START DATA TO EXAMINE

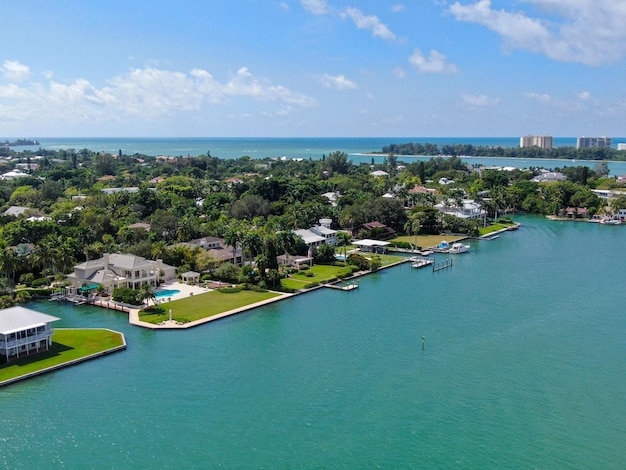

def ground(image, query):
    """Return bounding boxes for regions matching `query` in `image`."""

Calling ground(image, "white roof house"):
[0,306,61,362]
[3,206,30,217]
[435,199,485,219]
[0,169,30,180]
[370,170,389,177]
[67,253,176,292]
[294,219,338,247]
[532,171,566,183]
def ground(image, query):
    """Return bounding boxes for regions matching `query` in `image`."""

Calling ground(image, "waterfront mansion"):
[67,253,176,293]
[0,306,60,363]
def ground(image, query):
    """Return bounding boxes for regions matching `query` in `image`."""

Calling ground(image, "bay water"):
[1,216,624,468]
[12,137,626,174]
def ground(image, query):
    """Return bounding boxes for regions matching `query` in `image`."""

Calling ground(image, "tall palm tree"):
[276,230,297,268]
[404,216,421,251]
[336,231,351,261]
[223,223,242,266]
[140,283,156,307]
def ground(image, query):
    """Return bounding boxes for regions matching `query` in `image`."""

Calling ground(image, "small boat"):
[599,217,622,225]
[448,242,470,254]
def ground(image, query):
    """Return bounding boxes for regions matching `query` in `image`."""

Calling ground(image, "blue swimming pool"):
[155,289,180,298]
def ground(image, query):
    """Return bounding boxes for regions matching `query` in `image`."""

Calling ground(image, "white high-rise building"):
[520,135,553,149]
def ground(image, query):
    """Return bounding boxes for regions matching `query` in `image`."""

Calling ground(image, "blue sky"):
[1,0,625,138]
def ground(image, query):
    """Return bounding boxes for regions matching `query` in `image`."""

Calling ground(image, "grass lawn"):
[391,234,465,249]
[281,264,352,290]
[139,289,281,324]
[0,329,125,383]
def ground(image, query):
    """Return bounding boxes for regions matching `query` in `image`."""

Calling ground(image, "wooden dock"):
[432,258,453,272]
[324,281,359,291]
[410,257,434,269]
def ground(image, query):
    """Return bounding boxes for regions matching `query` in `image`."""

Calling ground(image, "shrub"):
[304,281,319,289]
[19,273,35,287]
[214,262,241,283]
[298,265,310,271]
[15,290,32,304]
[347,264,360,273]
[32,277,51,288]
[304,271,315,277]
[218,287,242,294]
[112,287,143,306]
[337,268,352,278]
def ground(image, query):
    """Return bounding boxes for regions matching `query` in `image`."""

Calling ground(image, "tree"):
[223,224,242,266]
[276,230,297,267]
[314,243,336,264]
[336,231,351,260]
[403,216,421,250]
[140,283,156,306]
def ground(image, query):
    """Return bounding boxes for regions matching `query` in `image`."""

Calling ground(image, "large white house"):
[435,199,485,219]
[67,253,176,293]
[294,218,338,247]
[0,306,60,363]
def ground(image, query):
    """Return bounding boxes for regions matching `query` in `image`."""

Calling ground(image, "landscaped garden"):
[138,288,282,324]
[0,329,125,383]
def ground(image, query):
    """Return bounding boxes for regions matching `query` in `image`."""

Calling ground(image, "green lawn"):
[139,289,281,324]
[0,329,125,383]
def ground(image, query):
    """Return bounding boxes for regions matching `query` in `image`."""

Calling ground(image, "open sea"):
[10,136,626,174]
[1,216,625,469]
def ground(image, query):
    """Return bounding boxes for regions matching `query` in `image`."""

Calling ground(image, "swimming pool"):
[155,289,180,298]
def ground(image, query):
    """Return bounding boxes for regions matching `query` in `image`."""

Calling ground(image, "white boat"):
[448,242,470,254]
[599,217,622,225]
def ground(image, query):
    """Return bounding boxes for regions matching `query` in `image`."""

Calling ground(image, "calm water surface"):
[13,137,626,174]
[1,217,625,468]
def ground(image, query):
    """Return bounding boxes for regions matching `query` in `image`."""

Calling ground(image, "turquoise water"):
[13,137,626,174]
[1,216,625,468]
[155,289,180,298]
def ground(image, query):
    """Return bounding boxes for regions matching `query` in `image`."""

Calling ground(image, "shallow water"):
[1,216,624,468]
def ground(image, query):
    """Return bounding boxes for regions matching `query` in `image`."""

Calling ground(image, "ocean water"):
[12,136,626,174]
[1,216,624,468]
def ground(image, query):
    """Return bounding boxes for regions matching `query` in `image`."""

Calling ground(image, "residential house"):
[67,253,176,294]
[294,219,338,248]
[353,221,396,240]
[532,171,566,183]
[0,306,60,363]
[435,199,485,219]
[174,237,243,265]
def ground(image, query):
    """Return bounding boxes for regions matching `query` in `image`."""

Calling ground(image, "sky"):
[1,0,626,138]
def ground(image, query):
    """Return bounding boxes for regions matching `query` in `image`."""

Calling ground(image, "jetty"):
[324,280,359,291]
[410,257,434,269]
[432,258,453,272]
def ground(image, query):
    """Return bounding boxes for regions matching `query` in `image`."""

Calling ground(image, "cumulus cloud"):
[391,4,405,13]
[341,7,396,41]
[0,64,317,124]
[448,0,626,66]
[462,93,500,106]
[409,48,459,73]
[1,60,31,82]
[301,0,328,15]
[319,73,357,90]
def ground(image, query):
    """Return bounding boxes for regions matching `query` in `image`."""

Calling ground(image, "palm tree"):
[140,283,156,307]
[404,216,421,251]
[223,224,242,266]
[276,230,297,268]
[336,231,351,261]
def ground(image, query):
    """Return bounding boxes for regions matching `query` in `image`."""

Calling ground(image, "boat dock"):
[432,258,453,272]
[324,280,359,291]
[410,257,434,269]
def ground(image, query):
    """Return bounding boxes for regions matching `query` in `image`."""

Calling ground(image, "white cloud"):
[301,0,328,15]
[319,73,357,90]
[462,93,500,106]
[391,4,405,13]
[525,92,551,101]
[408,48,459,73]
[576,91,591,100]
[448,0,626,66]
[393,66,407,78]
[0,65,317,124]
[341,7,396,41]
[2,60,31,82]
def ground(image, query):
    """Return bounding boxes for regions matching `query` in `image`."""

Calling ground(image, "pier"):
[432,258,453,272]
[410,257,434,269]
[324,280,359,291]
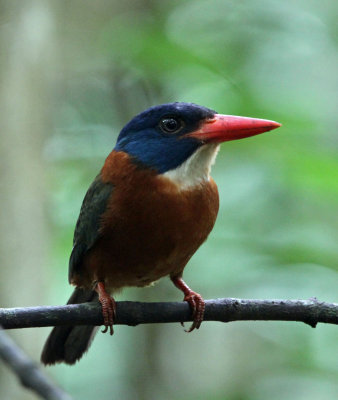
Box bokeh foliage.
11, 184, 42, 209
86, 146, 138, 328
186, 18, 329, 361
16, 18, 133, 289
1, 0, 337, 399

END DATA TO EXAMINE

#### [THE TASK]
Where an image appears in the data, skip it, and return the rest verbatim.

#### [RESULT OF THIS TASK]
def ground(image, query):
    """Return bounding boxes for regions matching `query` in `image`."""

Calling ground(image, "white roof house"):
[0,306,61,362]
[3,206,30,217]
[435,199,485,219]
[0,169,30,180]
[370,170,389,177]
[67,253,176,292]
[294,219,338,247]
[532,171,566,183]
def ground(image, query):
    """Return bounding boxes for regions matching `query` in `image`."""

Calling ground(image, "waterfront mansion"):
[67,253,176,293]
[0,306,60,363]
def ground(image, query):
    """Return bounding boxes for regions matching `query` in `image`."""

Calling ground(image, "bay water"):
[1,216,624,468]
[12,137,626,174]
def ground(image, query):
    """Return bounding boxes for regions matching `query` in `image`."""

Calling ground(image, "tall palm tree"):
[276,230,297,268]
[404,216,421,251]
[336,231,351,261]
[223,223,242,266]
[140,283,156,307]
def ground(image, query):
    """Return bounding boxes for regions matching `query` in `image`."""

Calling ground(image, "small boat"):
[599,217,622,225]
[448,242,470,254]
def ground(image, query):
    """Return bounding boxes for regions matching `query` in `image`."""

Calling ground(image, "blue swimming pool"):
[155,289,180,298]
def ground(image, query):
    """Return bounding boxes for regions matching `query` in `image`."""

Calling ground(image, "white high-rise building"):
[520,135,553,149]
def ground(image, query):
    """Return bounding boxes for regions matching `query` in `image`."""

Calling ground(image, "blue sky"):
[1,0,625,138]
def ground(image, query):
    """Return bounding boxes for regions matching `query` in `image`."""

Calling ground(image, "grass lawn"):
[391,234,465,249]
[281,264,352,290]
[139,289,281,324]
[0,329,125,383]
def ground(image, query):
    """Return bounding boxes for regions matching `query` in `image`."""

Calling ground(image, "wooden dock"):
[432,258,453,272]
[324,281,359,291]
[410,257,434,269]
def ground(image, query):
    """Return bounding boxes for regions matching `query` in `image`."""

Calling ground(image, "shrub"):
[304,281,319,289]
[19,273,35,287]
[214,262,241,283]
[298,265,310,271]
[15,290,32,304]
[347,264,360,273]
[32,277,51,288]
[304,271,315,277]
[218,287,242,294]
[112,287,143,306]
[337,268,352,278]
def ground(image, query):
    """Return bounding boxes for regions matching `query` in `image`."""

Calling ground(image, "tree"):
[223,224,242,266]
[276,230,297,267]
[314,243,336,264]
[336,231,351,260]
[403,216,421,250]
[140,283,156,306]
def ground(image, query):
    """Return bounding boxes for regions matching `query` in `image`."""

Calling ground(image, "large white house"):
[435,199,485,219]
[67,253,176,293]
[294,218,338,247]
[0,306,60,363]
def ground(image, query):
    """Return bounding boxes for regions matching `query` in `image`."""

Calling ground(image, "landscaped garden"):
[138,288,282,324]
[0,329,125,383]
def ground(image, query):
    """Return bounding boxes for regions matching `query` in `image`."""

Calling ground(image, "green lawn"):
[139,289,281,324]
[0,329,125,383]
def ground(image, query):
    """Return bounding boxes for regions matching `query` in `image`."""

Calling ground(image, "open sea"):
[10,136,626,174]
[1,216,625,469]
def ground(image, query):
    """Return bounding boxes for regions matching `query` in `image`."""

Calling ground(image, "swimming pool"):
[155,289,180,298]
def ground(image, query):
    """Return bounding boxes for regions matching `query` in `image`."""

Calling ground(image, "white boat"):
[448,242,470,254]
[599,217,622,225]
def ground(image, query):
    """Return bounding boxes for regions matching `query` in `image`."""

Calling ground(image, "calm water surface"):
[13,137,626,174]
[1,217,625,468]
def ground(image, query):
    """Return bounding boxes for regions matching `query` in `image`."""

Calling ground(image, "turquoise water"):
[13,137,626,174]
[1,216,625,468]
[155,289,180,298]
def ground(image, query):
    """Return bounding boxes for regions matching `query` in `image`."""

Calling ground(image, "shallow water"):
[1,216,624,468]
def ground(image, query):
    """Return bounding boxes for regions matching `query` in `image`."""

Calling ground(image, "ocean water"):
[12,136,626,174]
[1,216,624,468]
def ground(image, query):
    """Return bounding boxes for regions matching `query` in `image`."""

Calling ground(image, "residential house"):
[67,253,176,294]
[294,219,338,248]
[353,221,396,240]
[532,171,566,183]
[0,306,60,363]
[435,199,485,219]
[174,237,243,265]
def ground(image, query):
    """Return bounding boxes for regions matching `query` in `image`."""

Calling ground(image, "sky"):
[1,0,626,138]
def ground(image, query):
    """Return bounding boxes for regions matching `query` in `image`."""

Calling ground(image, "jetty"):
[324,280,359,291]
[410,257,434,269]
[432,258,453,272]
def ground(image, query):
    """Return bounding boxes for regions matching `query` in `image`."""

Calling ground(image, "cumulus cloud"):
[391,4,405,13]
[341,7,396,41]
[0,64,317,124]
[448,0,626,66]
[462,93,500,106]
[409,48,459,73]
[1,60,31,82]
[301,0,328,15]
[319,73,357,90]
def ground(image, query):
    """Return bounding boxes for regions matching `query` in `image`."""

Calling ground(image, "palm tree"):
[140,283,156,307]
[404,216,421,251]
[223,224,242,266]
[276,230,297,268]
[336,231,351,261]
def ground(image, query):
    """Return bounding boxes for regions matching `query` in `image`."""

Calling ground(image, "boat dock"):
[432,258,453,272]
[324,280,359,291]
[410,257,434,269]
def ground(image, query):
    """Return bounding boxes for regions matching `query` in `image`."""

Calling ground(image, "white cloud"):
[301,0,328,15]
[319,73,357,90]
[462,93,500,106]
[391,4,405,13]
[525,92,551,101]
[408,48,459,73]
[576,91,591,100]
[448,0,626,66]
[393,66,407,78]
[0,65,317,124]
[341,7,396,41]
[2,60,31,82]
def ground(image, query):
    """Return bounding boxes for regions matching `query` in `image`."""

Calling ground(image, "pier"):
[432,258,453,272]
[410,257,434,269]
[324,280,359,291]
Box bokeh foliage.
11, 184, 42, 209
86, 146, 138, 328
186, 18, 329, 361
16, 18, 133, 289
1, 0, 337, 399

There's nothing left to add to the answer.